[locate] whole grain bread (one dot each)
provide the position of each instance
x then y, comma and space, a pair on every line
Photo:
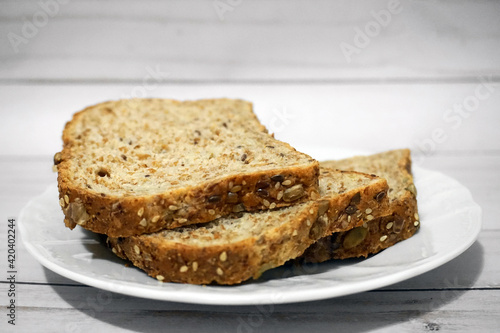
383, 232
233, 249
131, 167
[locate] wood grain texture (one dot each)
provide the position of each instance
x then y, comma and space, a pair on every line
420, 79
256, 40
377, 311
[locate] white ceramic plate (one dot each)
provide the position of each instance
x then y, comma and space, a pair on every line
444, 205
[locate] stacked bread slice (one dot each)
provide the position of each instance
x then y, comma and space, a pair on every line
199, 192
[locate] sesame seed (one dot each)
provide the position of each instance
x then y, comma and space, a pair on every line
280, 195
140, 211
236, 188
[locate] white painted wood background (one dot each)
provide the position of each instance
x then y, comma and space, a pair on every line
429, 80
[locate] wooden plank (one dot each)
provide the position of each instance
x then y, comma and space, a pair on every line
85, 40
361, 117
44, 309
22, 178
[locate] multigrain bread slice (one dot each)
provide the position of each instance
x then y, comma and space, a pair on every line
233, 249
383, 232
131, 167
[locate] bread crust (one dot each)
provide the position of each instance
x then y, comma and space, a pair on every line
127, 215
400, 224
172, 261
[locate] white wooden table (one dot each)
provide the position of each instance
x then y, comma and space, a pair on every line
336, 75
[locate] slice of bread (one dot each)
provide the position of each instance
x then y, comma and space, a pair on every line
131, 167
383, 232
233, 249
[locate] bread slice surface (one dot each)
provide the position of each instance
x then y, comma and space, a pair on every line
233, 249
383, 232
130, 167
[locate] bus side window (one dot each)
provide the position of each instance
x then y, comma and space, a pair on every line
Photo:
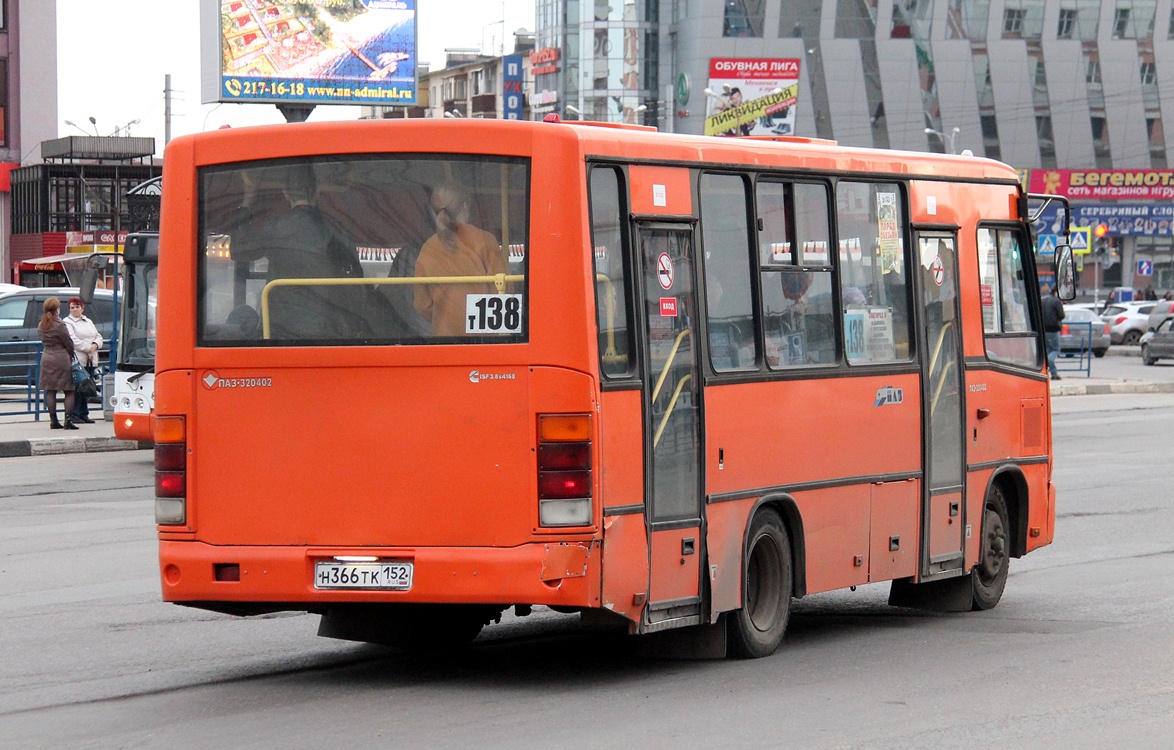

▶ _INSTRUCTIONS TO FOLLOW_: Copy all of the entries above word for word, and leave the pictures out of your copy.

▶ _CORRECT OUTPUT_:
[locate] whole grain bread (one dot each)
provide the position of each instance
x then y, comma and space, a pair on every line
Photo:
383, 232
233, 249
131, 167
[locate] wood grain texture (one dot each)
provide the position of each instance
x then y, comma and space, a pair on every line
420, 79
256, 40
377, 311
[locate] white ceramic plate (one dot each)
provide the position of each instance
x then y, comma and space, a pair on every line
444, 205
[locate] stacked bread slice (one dot each)
provide the position of each instance
x then y, comma and space, a pair on every line
199, 192
[locate] sesame seed (one dot each)
provide the position of each instance
x then y, comma and space, a pair on every line
280, 195
140, 211
236, 188
[locate] white painted wood background (one dot each)
provide the position of each instance
x then y, comma and space, a pair on every line
429, 80
[locate] wooden plank (one dot each)
provide the position of each instance
x then y, comma and space, a pair on every line
85, 40
361, 117
44, 309
22, 178
[locate] multigrain bread slice (one dot each)
provide the position of each instance
x then y, comma and space, a pair on every line
233, 249
383, 232
131, 167
[locate] bread crust (one dot each)
provide the position of each instance
x then y, comma and space, a pair on every line
127, 215
400, 224
172, 261
[locate] white wooden table (one dot each)
provide the position of each instance
x then y, comma and space, a pair on every line
336, 75
[locate] slice of bread (one dot each)
provide the position of each instance
x then y, comma and space, a pair on every line
131, 167
383, 232
233, 249
[locate] bread slice surface (one dot each)
provide the position of each instance
x then y, comma and space, a pair on every line
233, 249
383, 232
130, 167
[locate] bus side window (one dot each)
provide the position of each instance
x then y, comma and space, a pair on every line
Photo:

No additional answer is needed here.